**Exercise directions:** The answer should consist of all the entries, repeated word for word.

**Material provided:**
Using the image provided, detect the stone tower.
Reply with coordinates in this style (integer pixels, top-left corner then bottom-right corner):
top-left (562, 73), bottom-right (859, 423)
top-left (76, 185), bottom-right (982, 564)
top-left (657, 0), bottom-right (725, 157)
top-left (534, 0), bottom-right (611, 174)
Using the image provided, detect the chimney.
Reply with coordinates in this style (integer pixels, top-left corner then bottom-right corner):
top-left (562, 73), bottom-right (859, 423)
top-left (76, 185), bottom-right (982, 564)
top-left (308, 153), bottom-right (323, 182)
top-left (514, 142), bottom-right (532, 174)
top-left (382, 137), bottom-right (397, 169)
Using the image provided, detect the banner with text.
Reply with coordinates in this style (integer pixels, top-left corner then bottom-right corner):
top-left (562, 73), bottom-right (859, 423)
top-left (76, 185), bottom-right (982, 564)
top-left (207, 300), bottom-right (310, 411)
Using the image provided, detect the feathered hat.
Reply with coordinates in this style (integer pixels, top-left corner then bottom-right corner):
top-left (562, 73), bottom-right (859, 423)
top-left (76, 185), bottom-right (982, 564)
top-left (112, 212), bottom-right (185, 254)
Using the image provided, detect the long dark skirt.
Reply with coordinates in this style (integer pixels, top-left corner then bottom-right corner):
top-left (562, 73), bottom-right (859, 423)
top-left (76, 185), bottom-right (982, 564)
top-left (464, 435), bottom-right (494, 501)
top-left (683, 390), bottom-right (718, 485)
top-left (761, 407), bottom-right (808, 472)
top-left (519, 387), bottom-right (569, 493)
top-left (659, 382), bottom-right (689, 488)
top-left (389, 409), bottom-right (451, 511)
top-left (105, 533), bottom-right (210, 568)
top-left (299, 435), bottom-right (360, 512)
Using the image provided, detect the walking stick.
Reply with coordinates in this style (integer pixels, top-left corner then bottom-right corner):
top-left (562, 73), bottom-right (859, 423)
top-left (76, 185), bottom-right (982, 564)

**Solution:**
Using the image provided, detect the stone tower.
Reply with coordinates in this style (integer pixels, top-left corner then bottom-right corner):
top-left (562, 73), bottom-right (859, 423)
top-left (76, 185), bottom-right (982, 564)
top-left (657, 0), bottom-right (725, 157)
top-left (534, 0), bottom-right (611, 174)
Using the image provided, detect the chimney.
Reply with coordinates in this style (integer pixels, top-left corner then bottom-right corner):
top-left (562, 73), bottom-right (859, 423)
top-left (76, 185), bottom-right (982, 564)
top-left (308, 153), bottom-right (323, 182)
top-left (514, 142), bottom-right (532, 174)
top-left (382, 137), bottom-right (397, 169)
Using the image provided, detect the banner with text.
Reply with coordinates in this style (integer pixels, top-left corner then bottom-right corner):
top-left (562, 73), bottom-right (859, 423)
top-left (76, 185), bottom-right (982, 564)
top-left (207, 300), bottom-right (310, 411)
Using the image provided, detect the feathered hat.
Reply with coordinates in this style (integer pixels, top-left corner then bottom-right corner):
top-left (562, 73), bottom-right (859, 423)
top-left (76, 185), bottom-right (982, 564)
top-left (112, 212), bottom-right (185, 254)
Using the image provided, detect the long dark skirt.
Reply with coordinates in this style (integer pixels, top-left corner then bottom-right corner):
top-left (562, 73), bottom-right (859, 423)
top-left (76, 185), bottom-right (982, 564)
top-left (464, 435), bottom-right (494, 501)
top-left (683, 390), bottom-right (718, 485)
top-left (761, 407), bottom-right (808, 472)
top-left (519, 387), bottom-right (569, 493)
top-left (659, 382), bottom-right (689, 488)
top-left (389, 409), bottom-right (451, 511)
top-left (105, 533), bottom-right (210, 568)
top-left (299, 435), bottom-right (360, 512)
Using the image provided, detect the walking stick.
Reply with coordinates in this style (integer pixels, top-left corner then bottom-right corner):
top-left (562, 73), bottom-right (859, 423)
top-left (76, 185), bottom-right (982, 564)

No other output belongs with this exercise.